Every record below should be repeated word for word, with the pictures left out.

Data records:
== Segment start ==

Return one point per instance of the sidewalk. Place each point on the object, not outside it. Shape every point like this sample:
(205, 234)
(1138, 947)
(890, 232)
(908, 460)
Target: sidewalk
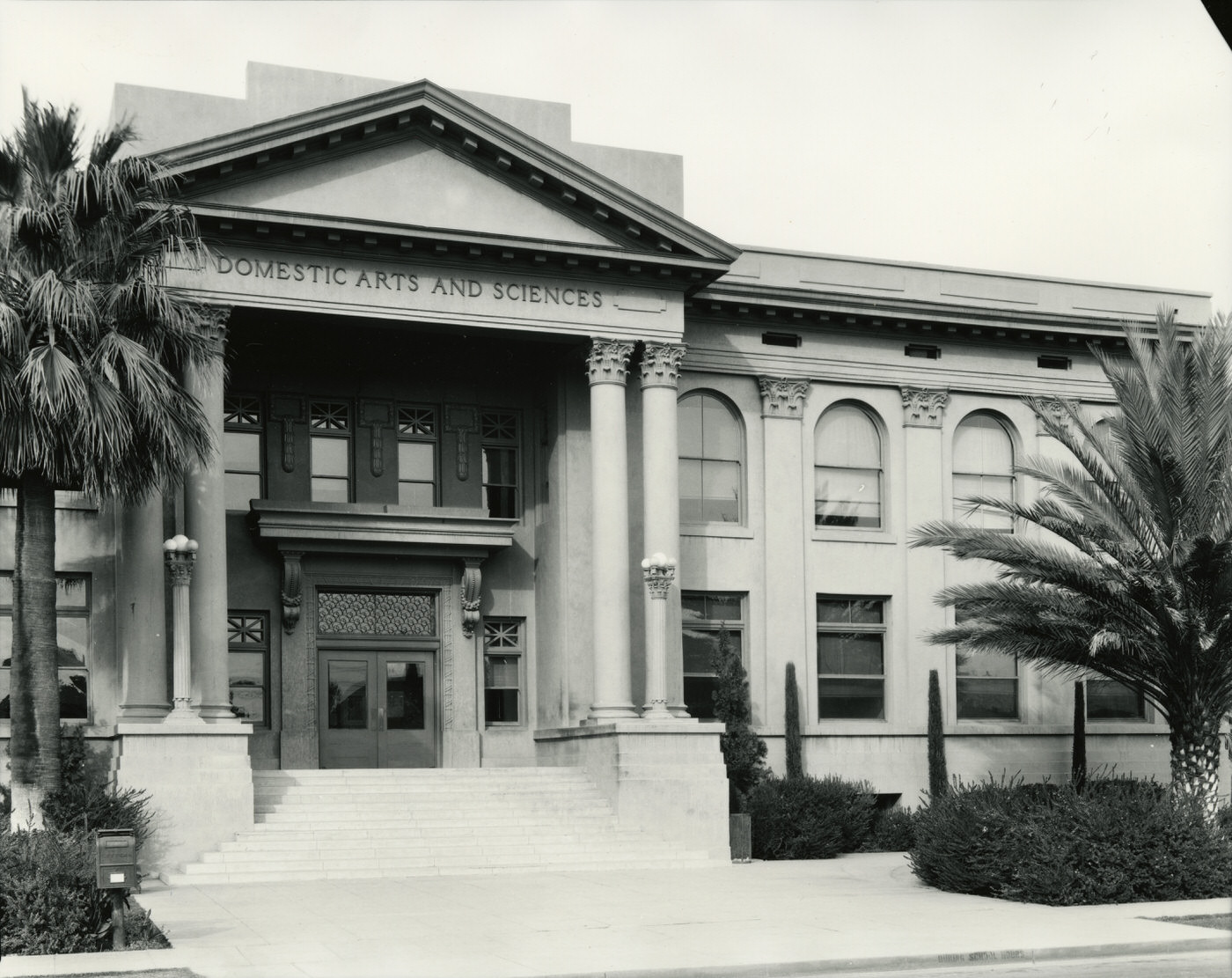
(761, 919)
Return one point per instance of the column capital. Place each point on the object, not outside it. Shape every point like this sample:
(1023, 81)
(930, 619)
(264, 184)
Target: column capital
(923, 407)
(782, 397)
(1059, 410)
(661, 364)
(607, 361)
(213, 326)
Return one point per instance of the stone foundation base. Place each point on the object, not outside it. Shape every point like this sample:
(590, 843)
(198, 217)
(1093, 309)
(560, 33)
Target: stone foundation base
(665, 779)
(200, 785)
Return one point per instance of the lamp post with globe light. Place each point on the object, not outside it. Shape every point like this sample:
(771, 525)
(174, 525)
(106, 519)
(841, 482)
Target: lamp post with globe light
(181, 555)
(658, 570)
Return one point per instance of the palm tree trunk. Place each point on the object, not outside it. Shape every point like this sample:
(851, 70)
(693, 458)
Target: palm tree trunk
(1195, 761)
(34, 626)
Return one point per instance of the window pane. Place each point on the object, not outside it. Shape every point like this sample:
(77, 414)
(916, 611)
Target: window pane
(416, 461)
(850, 699)
(74, 694)
(418, 494)
(982, 445)
(721, 434)
(348, 696)
(501, 706)
(239, 489)
(847, 438)
(689, 426)
(330, 457)
(987, 699)
(330, 490)
(242, 451)
(404, 696)
(847, 496)
(1106, 699)
(985, 664)
(853, 653)
(700, 696)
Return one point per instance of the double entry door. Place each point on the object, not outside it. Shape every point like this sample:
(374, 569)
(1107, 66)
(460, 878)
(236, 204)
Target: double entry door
(378, 709)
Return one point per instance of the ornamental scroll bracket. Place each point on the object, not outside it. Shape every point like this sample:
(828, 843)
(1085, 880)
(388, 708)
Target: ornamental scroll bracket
(378, 416)
(923, 408)
(292, 589)
(471, 582)
(462, 420)
(782, 397)
(287, 410)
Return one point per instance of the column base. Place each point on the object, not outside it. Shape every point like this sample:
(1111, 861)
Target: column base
(606, 713)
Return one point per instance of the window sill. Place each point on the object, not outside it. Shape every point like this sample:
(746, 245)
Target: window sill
(822, 534)
(732, 531)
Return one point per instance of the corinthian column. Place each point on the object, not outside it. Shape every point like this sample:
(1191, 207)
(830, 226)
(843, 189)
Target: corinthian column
(607, 367)
(661, 503)
(205, 515)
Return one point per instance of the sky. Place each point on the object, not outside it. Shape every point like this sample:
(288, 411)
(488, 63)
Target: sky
(1082, 139)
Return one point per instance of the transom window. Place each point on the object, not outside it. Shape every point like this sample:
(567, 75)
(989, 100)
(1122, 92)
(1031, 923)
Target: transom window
(242, 450)
(248, 663)
(847, 474)
(498, 432)
(711, 449)
(71, 643)
(330, 450)
(416, 456)
(705, 614)
(502, 669)
(983, 466)
(850, 658)
(1106, 699)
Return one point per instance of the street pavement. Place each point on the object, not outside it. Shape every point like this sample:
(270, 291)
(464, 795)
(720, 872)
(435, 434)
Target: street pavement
(860, 913)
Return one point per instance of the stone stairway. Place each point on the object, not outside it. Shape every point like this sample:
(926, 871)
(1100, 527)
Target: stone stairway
(339, 824)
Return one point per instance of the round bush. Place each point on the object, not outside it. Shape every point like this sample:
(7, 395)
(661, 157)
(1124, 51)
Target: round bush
(809, 817)
(1118, 840)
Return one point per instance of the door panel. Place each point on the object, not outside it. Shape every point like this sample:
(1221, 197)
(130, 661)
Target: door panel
(378, 710)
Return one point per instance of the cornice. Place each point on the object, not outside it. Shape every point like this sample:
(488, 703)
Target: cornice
(464, 129)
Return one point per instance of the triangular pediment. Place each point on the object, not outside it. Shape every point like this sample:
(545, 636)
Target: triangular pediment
(422, 157)
(407, 182)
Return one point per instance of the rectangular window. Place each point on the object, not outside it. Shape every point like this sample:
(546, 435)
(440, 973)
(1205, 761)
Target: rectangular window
(498, 432)
(242, 450)
(71, 637)
(1106, 699)
(986, 685)
(850, 658)
(705, 614)
(248, 663)
(416, 456)
(330, 440)
(502, 669)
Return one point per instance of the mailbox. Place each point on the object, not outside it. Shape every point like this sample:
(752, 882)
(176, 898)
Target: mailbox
(116, 858)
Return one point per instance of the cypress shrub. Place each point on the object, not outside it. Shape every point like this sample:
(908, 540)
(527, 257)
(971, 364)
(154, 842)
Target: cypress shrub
(795, 752)
(743, 750)
(1078, 762)
(938, 776)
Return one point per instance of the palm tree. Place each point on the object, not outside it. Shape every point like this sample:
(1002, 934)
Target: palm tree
(1125, 568)
(92, 342)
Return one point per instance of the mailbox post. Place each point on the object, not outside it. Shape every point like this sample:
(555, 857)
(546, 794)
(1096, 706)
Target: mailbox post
(114, 852)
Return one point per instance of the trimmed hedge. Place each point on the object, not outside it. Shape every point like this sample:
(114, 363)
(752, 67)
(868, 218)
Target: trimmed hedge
(810, 817)
(1118, 840)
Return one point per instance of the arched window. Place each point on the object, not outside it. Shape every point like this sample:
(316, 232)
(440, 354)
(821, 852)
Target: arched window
(711, 447)
(983, 466)
(847, 471)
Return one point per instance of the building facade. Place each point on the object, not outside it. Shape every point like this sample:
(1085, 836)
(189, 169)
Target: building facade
(470, 373)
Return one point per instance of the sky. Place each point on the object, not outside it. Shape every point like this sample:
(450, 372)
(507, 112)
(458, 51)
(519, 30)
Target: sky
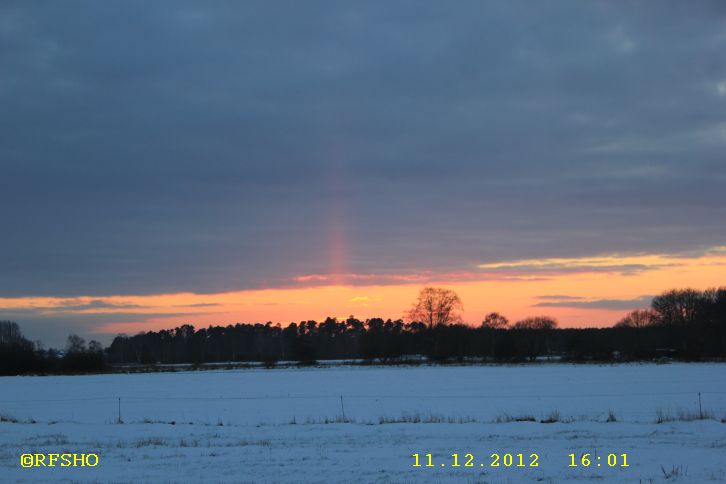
(218, 162)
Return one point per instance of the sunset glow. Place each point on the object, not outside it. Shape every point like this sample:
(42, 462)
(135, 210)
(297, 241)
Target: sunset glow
(591, 291)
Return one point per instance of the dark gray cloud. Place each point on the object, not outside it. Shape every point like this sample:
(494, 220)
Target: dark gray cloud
(165, 146)
(614, 304)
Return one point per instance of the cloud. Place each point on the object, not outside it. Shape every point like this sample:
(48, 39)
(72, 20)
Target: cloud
(560, 297)
(619, 264)
(225, 146)
(609, 304)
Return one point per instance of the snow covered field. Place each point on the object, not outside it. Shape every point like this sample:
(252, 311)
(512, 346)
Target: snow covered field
(291, 424)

== Segment end ==

## EXERCISE SOLUTION:
Return one point per instance of the sidewalk. Place each point on the object, not outside it. Shape every point like this sample:
(205, 234)
(1138, 947)
(890, 232)
(908, 460)
Target: sidewalk
(761, 919)
Return one point per instance of the column capital. Place each point on the object, not outside it. Shape every point like this sample:
(1023, 81)
(930, 619)
(264, 184)
Target: column capital
(923, 407)
(782, 397)
(1059, 410)
(661, 364)
(607, 361)
(213, 326)
Return one point per instance of the stone foundation base. Place each point on the object, not outside it. Shape every point like this sample:
(590, 843)
(198, 217)
(1093, 309)
(560, 33)
Target: stone foundation base
(665, 779)
(200, 785)
Return one point per instance of the lamp post with globe light. Place each point on the object, not outside it. Shape every point like this sample:
(771, 525)
(174, 525)
(106, 519)
(841, 482)
Target: lamp post with globe light
(181, 555)
(658, 570)
Return one point per instance of the palm tree trunk. Place each point on the object, not outside it. Shape every point like this sample:
(851, 70)
(693, 458)
Target: palm tree trunk
(1195, 761)
(34, 626)
Return one point per instance of the window pane. Place each point on the object, not outside it. Shape every point like this sample:
(77, 414)
(916, 611)
Target: window pane
(416, 461)
(850, 699)
(74, 694)
(418, 494)
(982, 445)
(721, 434)
(348, 696)
(501, 706)
(239, 489)
(847, 438)
(689, 426)
(330, 457)
(987, 699)
(330, 490)
(242, 451)
(404, 696)
(847, 496)
(1106, 699)
(985, 664)
(853, 653)
(700, 696)
Return one point per instance of the double entry door. Place each point on the object, not outside it. Shape every point like this sample:
(374, 569)
(1107, 66)
(460, 878)
(236, 204)
Target: double entry door
(378, 709)
Return one point per instance of the ornamental scroll bracket. Place each point on the object, not outside it. Shape every point like this sample:
(828, 843)
(1085, 880)
(388, 708)
Target: ornamental scroll bracket
(378, 416)
(923, 408)
(292, 589)
(471, 582)
(462, 420)
(782, 397)
(287, 410)
Return one point per instance of the column base. Place each point on the object, not outside it. Shape every point like this sample:
(1111, 861)
Target: column base
(606, 713)
Return one point per instance of the window sill. Place each point on the object, not outside it. Shape every point like this sample:
(746, 245)
Target: window sill
(822, 534)
(732, 531)
Return one point per instance of the corinthian column. Place each point on the object, not outside it. Shape every point like this sample:
(1191, 207)
(830, 226)
(843, 189)
Target: corinthian column
(607, 367)
(661, 503)
(205, 515)
Return one point per instance of the sky. Place each point on the object, not outside it. Shape every point like this sample:
(288, 411)
(488, 63)
Target: sky
(1082, 139)
Return one point per instance of the transom window. Place each point on the object, not outside it. Shape every point like this sample:
(567, 75)
(989, 100)
(1122, 92)
(1031, 923)
Target: transom window
(242, 450)
(248, 663)
(847, 474)
(498, 432)
(711, 449)
(71, 643)
(330, 450)
(416, 456)
(705, 614)
(502, 669)
(983, 466)
(850, 658)
(1106, 699)
Return one point per instance of the street pavement. Place each point on the object, not outside it. Shape every point like this sample:
(270, 291)
(464, 795)
(720, 872)
(435, 434)
Target: street pavement
(860, 913)
Return one point per instance of the stone stairway. Place each point on the object, not outside it. Shape every point like this sample:
(926, 871)
(1100, 527)
Target: stone stairway
(339, 824)
Return one point per instance of the round bush. Place each point on the object, not outside it. Shape every point like this sample:
(7, 395)
(661, 157)
(1124, 51)
Target: round bush
(809, 817)
(1118, 840)
Return one point per instance of the door panel. Place each point on the object, not outside it. Shape every point like this sample:
(1221, 197)
(130, 661)
Target: door panel
(378, 710)
Return one point per instance of the cornice. Place each point on the object, not outside it. Shape every point like this sample:
(488, 703)
Target: cornice
(464, 129)
Return one point per instance of the triangular pediment. Place each point on the object, not outside it. Shape every point like this sample:
(545, 636)
Target: triangular pediment
(422, 157)
(407, 182)
Return one point per instance of the rectangular window. Place each point on the object, not outside it. Shape every point like this sample:
(546, 435)
(440, 973)
(1205, 761)
Target: rectangular window
(498, 432)
(242, 450)
(71, 637)
(1106, 699)
(986, 685)
(850, 658)
(705, 614)
(248, 663)
(416, 456)
(330, 440)
(502, 669)
Return one point per instance of the mailbox. Place each point on the object, not outside it. Shape every point like this sample:
(752, 882)
(176, 898)
Target: mailbox
(116, 858)
Return one point per instance of the cypress shrub. Place each point on the object, not outside it. Shape every point like this sample:
(908, 540)
(527, 257)
(971, 364)
(154, 842)
Target: cypress shrub
(795, 752)
(743, 750)
(1078, 762)
(938, 776)
Return one point per instance of the palm tree. Place each point on the object, not outside it. Shape every point like this sample:
(1002, 934)
Target: palm tree
(1125, 568)
(92, 342)
Return one point per instance of the mailbox post. Place each point on the object, not outside it. Shape every point like this sample:
(555, 857)
(546, 794)
(1096, 706)
Target: mailbox post
(114, 852)
Return one point per instance of the trimmed hedge. Place each point on the object, not outside it. Shape every point like this sample:
(114, 363)
(752, 67)
(868, 218)
Target: trimmed hedge
(810, 817)
(1118, 840)
Return one point per instance of the arched window. Place each point on the object, not outside it. Shape every point like this sample:
(316, 232)
(440, 354)
(821, 852)
Target: arched window
(711, 447)
(983, 466)
(847, 471)
Return one point per instance of the building facade. Place each point on the object, not outside it. Shape every point like this sample:
(1085, 836)
(189, 169)
Target: building facade
(470, 373)
Return one point per instance of the sky. Place each point on the object, not outside it. Shape every point like this sample:
(450, 372)
(507, 112)
(458, 51)
(519, 30)
Target: sky
(218, 162)
Return one point per instance of the sunset glow. Place each point on the object, not outside it. Shape every point like this sample:
(42, 462)
(135, 210)
(297, 241)
Target: sunset glow
(591, 291)
Return one point per instance of the dark gray cloud. Place each point on the object, not outside it. Shape every point like this sample:
(494, 220)
Target: dark gray cloud
(165, 146)
(614, 304)
Return one point per instance of the cloud. Place each point on the object, not outside it. Shape every point like this sample:
(48, 39)
(72, 20)
Target: cloud
(560, 297)
(619, 264)
(225, 146)
(609, 304)
Return one point per instance of the snow covered field. Place each point on the object, not outside it. Shape every point like this sample:
(252, 311)
(512, 346)
Target: snow covered field
(291, 424)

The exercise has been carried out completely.